_DATA RECORDS_
*** Block opens ***
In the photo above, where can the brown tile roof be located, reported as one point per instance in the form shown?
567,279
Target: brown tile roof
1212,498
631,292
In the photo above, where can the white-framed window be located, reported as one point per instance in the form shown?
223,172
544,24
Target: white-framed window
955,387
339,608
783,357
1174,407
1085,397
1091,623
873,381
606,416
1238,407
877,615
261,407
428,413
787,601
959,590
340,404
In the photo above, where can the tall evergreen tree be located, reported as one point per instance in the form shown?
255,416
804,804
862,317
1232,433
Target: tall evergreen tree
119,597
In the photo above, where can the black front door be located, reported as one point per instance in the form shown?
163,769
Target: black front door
*** Block closes ***
*** Block opens ***
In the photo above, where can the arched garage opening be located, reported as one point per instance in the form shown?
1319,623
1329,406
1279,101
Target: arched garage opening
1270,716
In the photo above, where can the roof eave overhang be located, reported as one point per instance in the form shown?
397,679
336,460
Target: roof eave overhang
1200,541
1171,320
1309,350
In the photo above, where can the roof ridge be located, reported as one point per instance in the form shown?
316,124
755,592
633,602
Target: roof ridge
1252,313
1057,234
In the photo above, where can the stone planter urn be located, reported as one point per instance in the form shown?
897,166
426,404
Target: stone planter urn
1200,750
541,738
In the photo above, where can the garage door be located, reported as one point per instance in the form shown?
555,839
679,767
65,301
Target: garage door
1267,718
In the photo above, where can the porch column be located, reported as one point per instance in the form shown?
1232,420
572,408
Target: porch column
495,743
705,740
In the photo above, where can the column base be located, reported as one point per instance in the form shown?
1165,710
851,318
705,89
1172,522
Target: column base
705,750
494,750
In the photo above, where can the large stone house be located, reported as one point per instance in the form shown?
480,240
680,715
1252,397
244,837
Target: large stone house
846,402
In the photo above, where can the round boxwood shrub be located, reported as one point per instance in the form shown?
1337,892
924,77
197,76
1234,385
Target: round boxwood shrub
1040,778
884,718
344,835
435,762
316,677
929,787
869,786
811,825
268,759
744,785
*** Block closes ***
_WHAT IS BEING ASKED_
Scan the preceding listing for lines that contain the word "front". Give only how many there are.

_RESULT BELOW_
2